# Task
What to return is the tail of the data, from the line that contains "Where in the scene above is the bronze-tinted" down to the last line, copied exactly.

------------------------------------------------

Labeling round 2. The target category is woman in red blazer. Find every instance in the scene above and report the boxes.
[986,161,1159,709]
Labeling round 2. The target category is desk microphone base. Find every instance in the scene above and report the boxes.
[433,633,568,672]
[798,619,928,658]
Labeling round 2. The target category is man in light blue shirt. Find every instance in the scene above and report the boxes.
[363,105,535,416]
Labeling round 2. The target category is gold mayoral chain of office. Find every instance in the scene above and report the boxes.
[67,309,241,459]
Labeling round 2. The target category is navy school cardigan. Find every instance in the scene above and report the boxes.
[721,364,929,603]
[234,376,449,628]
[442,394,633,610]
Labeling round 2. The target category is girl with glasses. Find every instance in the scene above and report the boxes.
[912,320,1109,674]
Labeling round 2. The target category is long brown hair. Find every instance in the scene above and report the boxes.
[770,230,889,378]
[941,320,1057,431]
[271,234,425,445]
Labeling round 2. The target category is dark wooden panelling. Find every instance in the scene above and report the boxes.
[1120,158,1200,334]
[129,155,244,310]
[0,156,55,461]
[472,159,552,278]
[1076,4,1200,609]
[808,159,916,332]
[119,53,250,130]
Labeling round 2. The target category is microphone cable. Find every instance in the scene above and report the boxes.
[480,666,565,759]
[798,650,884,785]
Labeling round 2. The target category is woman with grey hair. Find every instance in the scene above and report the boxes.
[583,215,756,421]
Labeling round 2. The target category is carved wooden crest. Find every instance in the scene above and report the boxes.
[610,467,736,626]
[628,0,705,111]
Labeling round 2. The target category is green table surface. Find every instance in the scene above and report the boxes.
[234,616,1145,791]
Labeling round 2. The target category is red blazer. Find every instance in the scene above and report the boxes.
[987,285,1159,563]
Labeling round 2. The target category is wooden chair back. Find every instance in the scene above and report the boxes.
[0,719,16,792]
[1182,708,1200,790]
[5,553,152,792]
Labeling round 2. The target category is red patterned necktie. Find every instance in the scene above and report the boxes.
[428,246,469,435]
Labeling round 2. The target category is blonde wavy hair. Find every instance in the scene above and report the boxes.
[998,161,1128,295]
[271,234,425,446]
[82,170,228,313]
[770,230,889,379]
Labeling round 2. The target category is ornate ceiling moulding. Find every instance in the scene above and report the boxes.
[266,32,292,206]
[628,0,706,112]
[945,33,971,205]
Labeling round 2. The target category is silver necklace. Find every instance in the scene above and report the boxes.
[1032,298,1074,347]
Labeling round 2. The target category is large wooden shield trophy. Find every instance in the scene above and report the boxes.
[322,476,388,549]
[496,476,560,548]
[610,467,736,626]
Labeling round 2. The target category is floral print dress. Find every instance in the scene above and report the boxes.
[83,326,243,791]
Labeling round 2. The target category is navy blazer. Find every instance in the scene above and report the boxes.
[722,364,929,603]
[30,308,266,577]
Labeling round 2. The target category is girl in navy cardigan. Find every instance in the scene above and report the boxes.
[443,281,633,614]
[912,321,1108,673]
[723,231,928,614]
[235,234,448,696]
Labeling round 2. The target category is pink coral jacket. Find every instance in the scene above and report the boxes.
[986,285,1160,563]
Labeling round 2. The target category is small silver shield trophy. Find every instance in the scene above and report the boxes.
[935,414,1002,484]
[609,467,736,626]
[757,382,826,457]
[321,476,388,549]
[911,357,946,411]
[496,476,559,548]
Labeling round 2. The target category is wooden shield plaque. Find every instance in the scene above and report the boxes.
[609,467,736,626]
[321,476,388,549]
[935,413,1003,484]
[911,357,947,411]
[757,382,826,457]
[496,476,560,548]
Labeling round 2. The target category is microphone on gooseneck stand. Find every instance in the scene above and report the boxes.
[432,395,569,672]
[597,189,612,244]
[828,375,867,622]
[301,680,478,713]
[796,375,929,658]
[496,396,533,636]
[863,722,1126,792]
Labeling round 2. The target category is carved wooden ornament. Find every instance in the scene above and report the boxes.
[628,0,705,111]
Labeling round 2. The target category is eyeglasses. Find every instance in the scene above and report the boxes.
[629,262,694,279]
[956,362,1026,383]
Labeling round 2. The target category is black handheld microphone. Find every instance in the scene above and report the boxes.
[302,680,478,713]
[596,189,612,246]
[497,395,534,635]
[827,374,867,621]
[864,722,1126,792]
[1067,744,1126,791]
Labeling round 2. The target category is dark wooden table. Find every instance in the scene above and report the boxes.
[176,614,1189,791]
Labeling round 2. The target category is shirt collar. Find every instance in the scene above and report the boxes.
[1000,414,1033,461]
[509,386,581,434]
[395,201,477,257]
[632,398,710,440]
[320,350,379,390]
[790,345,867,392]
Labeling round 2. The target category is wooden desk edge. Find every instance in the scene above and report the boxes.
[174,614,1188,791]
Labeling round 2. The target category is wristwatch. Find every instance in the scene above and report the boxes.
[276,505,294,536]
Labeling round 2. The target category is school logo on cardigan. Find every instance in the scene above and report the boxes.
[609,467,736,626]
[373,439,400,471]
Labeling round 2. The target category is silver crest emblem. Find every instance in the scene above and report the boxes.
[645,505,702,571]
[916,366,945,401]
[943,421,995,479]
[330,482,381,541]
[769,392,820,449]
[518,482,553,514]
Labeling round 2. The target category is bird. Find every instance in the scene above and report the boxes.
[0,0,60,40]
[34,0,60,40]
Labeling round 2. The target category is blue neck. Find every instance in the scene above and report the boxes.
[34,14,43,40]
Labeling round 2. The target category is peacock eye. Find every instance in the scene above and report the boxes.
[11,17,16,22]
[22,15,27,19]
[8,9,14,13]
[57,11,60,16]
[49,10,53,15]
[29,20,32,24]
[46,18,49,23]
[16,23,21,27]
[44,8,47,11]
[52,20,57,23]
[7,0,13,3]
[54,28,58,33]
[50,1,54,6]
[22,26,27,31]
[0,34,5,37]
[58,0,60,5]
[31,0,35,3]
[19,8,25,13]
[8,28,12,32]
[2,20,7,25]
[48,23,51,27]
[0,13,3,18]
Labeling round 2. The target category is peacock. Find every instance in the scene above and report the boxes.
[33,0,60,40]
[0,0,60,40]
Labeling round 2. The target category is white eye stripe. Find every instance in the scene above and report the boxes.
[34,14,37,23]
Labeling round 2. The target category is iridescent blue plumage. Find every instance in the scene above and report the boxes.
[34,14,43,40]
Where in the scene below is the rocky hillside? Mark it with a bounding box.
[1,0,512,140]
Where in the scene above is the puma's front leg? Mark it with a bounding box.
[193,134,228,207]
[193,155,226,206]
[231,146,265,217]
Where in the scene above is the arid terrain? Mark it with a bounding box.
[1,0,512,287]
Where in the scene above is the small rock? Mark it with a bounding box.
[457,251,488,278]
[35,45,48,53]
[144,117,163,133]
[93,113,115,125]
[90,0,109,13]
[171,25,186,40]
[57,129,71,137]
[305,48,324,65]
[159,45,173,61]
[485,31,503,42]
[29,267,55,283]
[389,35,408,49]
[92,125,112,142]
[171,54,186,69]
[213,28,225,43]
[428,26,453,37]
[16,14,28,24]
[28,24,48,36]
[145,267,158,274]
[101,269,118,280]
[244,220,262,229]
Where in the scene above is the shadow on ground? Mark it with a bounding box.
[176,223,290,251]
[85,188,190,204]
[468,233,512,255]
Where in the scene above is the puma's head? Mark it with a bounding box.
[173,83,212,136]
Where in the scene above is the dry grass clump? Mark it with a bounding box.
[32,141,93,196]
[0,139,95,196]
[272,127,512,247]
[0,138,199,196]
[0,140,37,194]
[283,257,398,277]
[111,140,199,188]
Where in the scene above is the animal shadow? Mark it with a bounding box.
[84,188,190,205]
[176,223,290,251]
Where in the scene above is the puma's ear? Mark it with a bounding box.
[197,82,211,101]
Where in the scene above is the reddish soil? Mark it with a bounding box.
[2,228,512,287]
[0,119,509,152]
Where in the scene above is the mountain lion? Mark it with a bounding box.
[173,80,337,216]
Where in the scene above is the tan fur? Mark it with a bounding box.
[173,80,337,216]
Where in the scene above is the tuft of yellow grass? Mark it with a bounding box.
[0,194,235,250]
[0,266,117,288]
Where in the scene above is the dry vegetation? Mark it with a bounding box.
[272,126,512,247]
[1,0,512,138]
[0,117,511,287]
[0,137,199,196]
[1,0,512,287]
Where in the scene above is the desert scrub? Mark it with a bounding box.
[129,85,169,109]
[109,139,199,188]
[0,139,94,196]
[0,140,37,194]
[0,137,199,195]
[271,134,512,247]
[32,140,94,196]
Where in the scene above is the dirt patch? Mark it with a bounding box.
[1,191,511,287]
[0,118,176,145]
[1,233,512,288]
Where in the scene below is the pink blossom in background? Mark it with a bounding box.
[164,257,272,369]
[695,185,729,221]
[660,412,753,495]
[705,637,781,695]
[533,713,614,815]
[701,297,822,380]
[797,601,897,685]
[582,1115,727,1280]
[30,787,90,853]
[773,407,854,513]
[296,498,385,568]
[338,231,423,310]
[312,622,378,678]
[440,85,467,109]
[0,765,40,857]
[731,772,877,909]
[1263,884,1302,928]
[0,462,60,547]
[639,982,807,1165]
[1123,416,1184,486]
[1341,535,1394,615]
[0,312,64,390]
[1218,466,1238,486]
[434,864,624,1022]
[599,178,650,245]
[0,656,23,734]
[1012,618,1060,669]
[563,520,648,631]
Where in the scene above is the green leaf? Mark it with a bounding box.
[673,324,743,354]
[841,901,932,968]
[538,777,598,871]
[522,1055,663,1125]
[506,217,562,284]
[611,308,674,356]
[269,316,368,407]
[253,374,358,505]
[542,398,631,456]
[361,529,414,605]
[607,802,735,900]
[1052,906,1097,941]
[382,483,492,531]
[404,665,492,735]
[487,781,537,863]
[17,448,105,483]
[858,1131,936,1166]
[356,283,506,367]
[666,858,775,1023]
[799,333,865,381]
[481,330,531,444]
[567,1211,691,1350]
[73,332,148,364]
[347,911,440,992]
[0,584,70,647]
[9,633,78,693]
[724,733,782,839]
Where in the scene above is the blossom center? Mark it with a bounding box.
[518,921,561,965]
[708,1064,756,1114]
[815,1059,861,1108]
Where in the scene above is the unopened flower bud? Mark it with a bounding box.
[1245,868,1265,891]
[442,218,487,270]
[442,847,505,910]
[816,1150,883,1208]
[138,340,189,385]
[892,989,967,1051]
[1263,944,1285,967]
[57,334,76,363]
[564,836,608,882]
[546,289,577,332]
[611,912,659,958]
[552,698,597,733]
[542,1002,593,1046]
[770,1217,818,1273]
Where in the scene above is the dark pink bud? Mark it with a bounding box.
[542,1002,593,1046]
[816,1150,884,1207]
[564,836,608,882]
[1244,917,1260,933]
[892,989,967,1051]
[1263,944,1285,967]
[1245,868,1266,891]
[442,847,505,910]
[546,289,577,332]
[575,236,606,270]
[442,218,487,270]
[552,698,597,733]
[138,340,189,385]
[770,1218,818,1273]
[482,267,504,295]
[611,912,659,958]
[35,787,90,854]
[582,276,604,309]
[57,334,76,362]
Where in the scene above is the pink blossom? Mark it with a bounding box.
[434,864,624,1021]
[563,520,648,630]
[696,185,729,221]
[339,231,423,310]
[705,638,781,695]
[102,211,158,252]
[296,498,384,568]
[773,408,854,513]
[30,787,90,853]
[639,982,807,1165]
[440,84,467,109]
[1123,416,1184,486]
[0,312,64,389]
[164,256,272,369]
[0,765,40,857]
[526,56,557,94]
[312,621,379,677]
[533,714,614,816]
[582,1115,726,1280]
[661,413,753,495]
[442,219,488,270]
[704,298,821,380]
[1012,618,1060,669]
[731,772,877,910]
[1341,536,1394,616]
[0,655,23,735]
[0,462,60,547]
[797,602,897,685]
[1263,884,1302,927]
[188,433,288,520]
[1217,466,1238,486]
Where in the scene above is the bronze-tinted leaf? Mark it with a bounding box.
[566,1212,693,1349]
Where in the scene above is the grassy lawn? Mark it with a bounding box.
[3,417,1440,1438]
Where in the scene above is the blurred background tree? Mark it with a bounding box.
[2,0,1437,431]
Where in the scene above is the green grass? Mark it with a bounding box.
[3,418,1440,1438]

------------------------------------------------

# Answer
Where in the scene above is the bronze-tinted leaf? Mark it with a bounding box.
[566,1212,693,1349]
Where in the scene above is the grassy lawn? Mark it with a bounding box.
[3,417,1440,1438]
Where in the scene above is the blurred background tree? Mark it with a bounding box.
[2,0,1437,431]
Where in the scene above is the green grass? Mark it with a bounding box.
[3,418,1440,1438]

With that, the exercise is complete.